++++ Record set
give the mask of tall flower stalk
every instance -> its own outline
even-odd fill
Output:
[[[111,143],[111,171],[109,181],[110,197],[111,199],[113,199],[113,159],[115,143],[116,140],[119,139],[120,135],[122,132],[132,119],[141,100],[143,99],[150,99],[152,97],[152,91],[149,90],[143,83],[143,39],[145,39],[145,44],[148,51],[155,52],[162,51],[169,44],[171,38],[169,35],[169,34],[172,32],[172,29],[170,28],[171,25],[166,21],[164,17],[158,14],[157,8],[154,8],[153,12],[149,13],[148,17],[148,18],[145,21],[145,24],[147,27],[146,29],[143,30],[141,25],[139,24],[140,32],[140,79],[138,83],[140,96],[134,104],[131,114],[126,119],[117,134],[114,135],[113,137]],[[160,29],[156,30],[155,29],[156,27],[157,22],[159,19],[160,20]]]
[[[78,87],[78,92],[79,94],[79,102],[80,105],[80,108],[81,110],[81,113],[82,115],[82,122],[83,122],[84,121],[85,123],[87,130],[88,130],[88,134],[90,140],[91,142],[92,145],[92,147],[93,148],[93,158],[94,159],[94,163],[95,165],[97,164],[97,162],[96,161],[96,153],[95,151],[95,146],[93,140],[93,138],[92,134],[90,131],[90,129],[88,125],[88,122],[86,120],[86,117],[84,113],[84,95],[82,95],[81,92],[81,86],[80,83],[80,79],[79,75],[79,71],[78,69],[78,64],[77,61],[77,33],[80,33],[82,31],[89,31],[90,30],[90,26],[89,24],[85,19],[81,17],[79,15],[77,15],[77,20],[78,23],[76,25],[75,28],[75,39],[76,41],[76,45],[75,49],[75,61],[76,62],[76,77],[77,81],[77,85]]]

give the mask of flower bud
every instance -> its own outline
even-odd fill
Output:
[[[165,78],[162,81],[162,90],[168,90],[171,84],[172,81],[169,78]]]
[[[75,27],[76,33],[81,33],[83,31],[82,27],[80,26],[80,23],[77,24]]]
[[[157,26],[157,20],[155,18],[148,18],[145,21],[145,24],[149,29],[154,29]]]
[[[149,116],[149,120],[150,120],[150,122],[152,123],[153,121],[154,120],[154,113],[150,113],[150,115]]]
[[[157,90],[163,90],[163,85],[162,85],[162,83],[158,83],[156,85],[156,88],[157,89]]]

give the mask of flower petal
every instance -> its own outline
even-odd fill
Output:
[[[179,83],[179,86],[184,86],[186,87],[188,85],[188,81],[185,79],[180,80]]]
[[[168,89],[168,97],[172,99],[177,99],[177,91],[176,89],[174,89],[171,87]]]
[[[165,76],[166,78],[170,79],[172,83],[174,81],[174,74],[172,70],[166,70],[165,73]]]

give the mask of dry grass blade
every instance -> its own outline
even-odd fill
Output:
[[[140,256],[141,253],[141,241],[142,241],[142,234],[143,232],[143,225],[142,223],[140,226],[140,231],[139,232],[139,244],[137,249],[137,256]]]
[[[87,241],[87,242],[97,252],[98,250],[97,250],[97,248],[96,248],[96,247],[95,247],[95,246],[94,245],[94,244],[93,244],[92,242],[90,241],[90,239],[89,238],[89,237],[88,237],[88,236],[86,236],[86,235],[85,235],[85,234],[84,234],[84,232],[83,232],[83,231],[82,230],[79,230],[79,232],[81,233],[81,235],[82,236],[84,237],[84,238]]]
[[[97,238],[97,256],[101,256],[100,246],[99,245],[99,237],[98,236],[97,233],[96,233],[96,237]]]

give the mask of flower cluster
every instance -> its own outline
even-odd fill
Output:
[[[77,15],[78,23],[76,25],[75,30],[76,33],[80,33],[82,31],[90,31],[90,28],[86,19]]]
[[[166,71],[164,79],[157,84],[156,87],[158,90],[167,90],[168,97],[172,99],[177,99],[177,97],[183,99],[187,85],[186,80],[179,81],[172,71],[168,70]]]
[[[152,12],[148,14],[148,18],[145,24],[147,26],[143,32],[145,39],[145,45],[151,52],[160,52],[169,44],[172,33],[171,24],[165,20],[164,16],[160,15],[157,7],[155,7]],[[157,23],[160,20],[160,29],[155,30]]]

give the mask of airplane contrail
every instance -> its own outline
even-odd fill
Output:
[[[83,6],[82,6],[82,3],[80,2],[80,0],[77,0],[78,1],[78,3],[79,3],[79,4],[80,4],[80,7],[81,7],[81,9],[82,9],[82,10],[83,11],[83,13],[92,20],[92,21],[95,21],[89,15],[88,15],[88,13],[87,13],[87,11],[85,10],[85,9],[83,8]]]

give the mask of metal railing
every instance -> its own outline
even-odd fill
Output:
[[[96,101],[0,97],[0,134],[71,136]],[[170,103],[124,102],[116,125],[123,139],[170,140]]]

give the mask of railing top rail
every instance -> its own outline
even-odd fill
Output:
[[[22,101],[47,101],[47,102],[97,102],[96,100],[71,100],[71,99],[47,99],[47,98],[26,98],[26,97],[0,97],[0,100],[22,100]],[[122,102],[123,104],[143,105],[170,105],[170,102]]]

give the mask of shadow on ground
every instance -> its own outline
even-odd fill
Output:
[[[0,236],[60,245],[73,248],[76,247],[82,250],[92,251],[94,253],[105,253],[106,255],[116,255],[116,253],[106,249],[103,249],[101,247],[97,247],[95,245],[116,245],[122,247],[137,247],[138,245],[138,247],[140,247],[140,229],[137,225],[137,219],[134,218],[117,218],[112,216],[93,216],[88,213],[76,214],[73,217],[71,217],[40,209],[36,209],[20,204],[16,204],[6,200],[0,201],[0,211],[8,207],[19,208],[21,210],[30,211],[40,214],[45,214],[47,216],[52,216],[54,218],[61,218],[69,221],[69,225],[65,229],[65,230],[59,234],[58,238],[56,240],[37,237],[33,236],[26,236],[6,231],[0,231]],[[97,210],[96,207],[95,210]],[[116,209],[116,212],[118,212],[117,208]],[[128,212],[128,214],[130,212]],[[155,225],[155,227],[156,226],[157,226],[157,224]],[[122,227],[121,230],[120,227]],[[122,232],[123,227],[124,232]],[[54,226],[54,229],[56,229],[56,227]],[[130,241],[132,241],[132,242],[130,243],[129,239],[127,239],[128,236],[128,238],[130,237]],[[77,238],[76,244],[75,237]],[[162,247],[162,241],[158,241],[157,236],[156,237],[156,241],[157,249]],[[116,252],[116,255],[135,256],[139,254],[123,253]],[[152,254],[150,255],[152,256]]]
++++++++
▶ [Given task] Convert every line of the items above into a JSON list of strings, one string per line, leaving out blank lines.

▶ [Solution for this exercise]
[
  "give the mask of tall flower stalk",
  "every instance -> its own outline",
  "even-odd fill",
  "Output:",
  "[[[111,143],[111,171],[109,181],[110,197],[111,199],[113,199],[113,159],[115,143],[116,140],[119,139],[120,135],[122,132],[132,119],[141,100],[143,99],[150,99],[152,97],[152,91],[149,90],[143,83],[143,39],[145,39],[145,44],[148,51],[155,52],[162,51],[169,44],[171,38],[169,35],[169,34],[172,32],[172,29],[170,28],[171,25],[166,21],[164,17],[158,14],[157,8],[154,8],[153,12],[149,13],[148,17],[148,18],[145,21],[145,24],[147,27],[146,29],[143,30],[141,25],[139,24],[140,32],[140,79],[138,83],[140,96],[134,104],[131,114],[126,119],[117,134],[114,135],[113,137]],[[160,29],[156,30],[155,29],[156,27],[157,22],[159,19],[160,20]]]",
  "[[[78,87],[78,92],[79,94],[79,102],[80,105],[80,108],[81,110],[81,113],[82,115],[82,122],[83,122],[84,121],[85,123],[87,130],[88,130],[88,134],[90,140],[91,142],[92,145],[92,147],[93,148],[93,158],[94,159],[94,163],[95,165],[97,164],[97,162],[96,161],[96,153],[95,151],[95,146],[93,140],[93,138],[92,134],[90,131],[90,129],[88,125],[88,122],[86,120],[86,117],[84,113],[84,95],[82,95],[81,92],[81,86],[80,83],[80,79],[79,75],[79,71],[78,69],[78,64],[77,61],[77,33],[80,33],[82,31],[89,31],[90,30],[90,26],[89,24],[85,19],[81,17],[79,15],[77,15],[77,20],[78,23],[76,25],[75,28],[75,39],[76,41],[76,45],[75,49],[75,61],[76,62],[76,77],[77,81],[77,85]]]",
  "give the mask of flower bud",
  "every instance -> its own outline",
  "even-odd fill",
  "Output:",
  "[[[165,78],[162,81],[162,90],[168,90],[171,84],[172,81],[169,78]]]",
  "[[[75,27],[76,33],[81,33],[83,31],[82,27],[80,26],[80,23],[77,24]]]",
  "[[[157,26],[157,20],[155,18],[148,18],[145,21],[145,24],[149,29],[154,29]]]",
  "[[[149,116],[149,120],[150,120],[150,122],[152,123],[153,121],[154,120],[154,113],[150,113],[150,115]]]",
  "[[[157,90],[163,90],[163,85],[162,85],[162,83],[158,83],[156,85],[156,88],[157,89]]]",
  "give the mask of flower petal",
  "every instance -> its own outline",
  "even-odd fill",
  "Output:",
  "[[[179,83],[179,86],[184,86],[186,87],[188,85],[188,81],[185,79],[180,80]]]",
  "[[[168,89],[168,97],[172,99],[177,99],[177,91],[176,89],[174,89],[171,87]]]",
  "[[[165,76],[166,78],[170,79],[172,83],[174,81],[174,74],[172,70],[166,70],[165,73]]]",
  "give the mask of dry grass blade",
  "every instance -> its own outline",
  "even-odd fill",
  "Output:",
  "[[[140,256],[141,253],[141,241],[142,241],[142,234],[143,232],[143,225],[142,223],[140,226],[140,231],[139,232],[139,244],[137,249],[137,256]]]",
  "[[[87,241],[87,242],[97,252],[98,250],[97,250],[97,248],[96,248],[96,247],[95,247],[95,246],[94,245],[94,244],[93,244],[92,242],[90,241],[90,239],[89,238],[89,237],[88,237],[88,236],[86,236],[86,235],[85,235],[85,234],[84,234],[84,232],[83,232],[83,231],[82,230],[79,230],[79,232],[81,233],[81,235],[82,236],[84,237],[84,238]]]",
  "[[[97,238],[97,256],[101,256],[100,246],[99,245],[99,237],[98,236],[97,233],[96,233],[96,237]]]",
  "give the mask of flower cluster",
  "every instance -> its own outline",
  "even-odd fill",
  "Output:",
  "[[[77,15],[78,23],[76,25],[75,30],[76,33],[80,33],[82,31],[90,31],[90,28],[86,19]]]",
  "[[[166,71],[164,79],[157,84],[156,87],[158,90],[167,90],[168,97],[172,99],[177,99],[177,97],[183,99],[187,85],[186,80],[179,81],[172,71],[168,70]]]",
  "[[[152,12],[148,14],[148,18],[145,24],[147,26],[143,32],[145,39],[145,45],[151,52],[160,52],[169,44],[172,33],[171,24],[165,20],[164,16],[160,15],[157,7],[155,7]],[[157,23],[160,20],[160,29],[155,30]]]",
  "give the mask of airplane contrail",
  "every instance -> its own outline",
  "even-odd fill",
  "Output:",
  "[[[83,6],[82,6],[82,3],[80,2],[80,0],[77,0],[78,1],[78,3],[79,3],[79,4],[80,4],[80,7],[81,7],[81,9],[82,9],[82,10],[83,11],[83,13],[92,20],[92,21],[95,21],[89,15],[88,15],[88,13],[87,13],[87,11],[85,10],[85,9],[83,8]]]",
  "give the mask of metal railing",
  "every instance -> its own outline",
  "even-odd fill",
  "Output:",
  "[[[96,101],[0,97],[0,134],[71,136]],[[170,103],[124,102],[116,125],[123,139],[170,140]]]",
  "give the mask of railing top rail",
  "every instance -> its own outline",
  "even-odd fill",
  "Output:",
  "[[[22,101],[47,101],[47,102],[97,102],[96,100],[71,100],[71,99],[47,99],[47,98],[26,98],[26,97],[0,97],[0,100],[22,100]],[[122,102],[123,104],[143,105],[170,105],[170,102]]]",
  "give the mask of shadow on ground",
  "every instance -> its own outline",
  "even-odd fill",
  "Output:",
  "[[[0,236],[60,245],[73,248],[76,247],[82,250],[92,251],[94,253],[105,253],[106,255],[116,255],[116,253],[106,249],[103,249],[101,247],[97,247],[95,245],[116,245],[122,247],[137,247],[138,245],[138,247],[140,247],[140,229],[137,225],[137,219],[134,218],[117,218],[112,216],[93,216],[88,213],[76,214],[73,217],[71,217],[40,209],[36,209],[20,204],[16,204],[6,200],[0,201],[0,211],[8,207],[19,208],[21,210],[30,211],[40,214],[45,214],[47,216],[52,216],[54,218],[61,218],[69,221],[69,225],[65,229],[65,230],[59,234],[58,238],[56,240],[37,237],[33,236],[26,236],[6,231],[0,231]],[[97,210],[96,207],[95,210]],[[116,209],[116,212],[118,212],[117,208]],[[128,212],[128,214],[130,212]],[[155,225],[155,227],[156,226],[157,226],[157,224]],[[122,227],[121,230],[120,227]],[[122,232],[123,227],[124,232]],[[54,226],[54,229],[56,229],[56,227]],[[130,241],[132,241],[132,242],[130,243],[129,239],[127,239],[128,236],[128,238],[130,237]],[[77,238],[76,244],[75,237]],[[162,247],[162,241],[158,241],[157,236],[156,237],[156,241],[157,249]],[[116,252],[116,255],[135,256],[139,254],[123,253]],[[152,254],[150,255],[152,256]]]"
]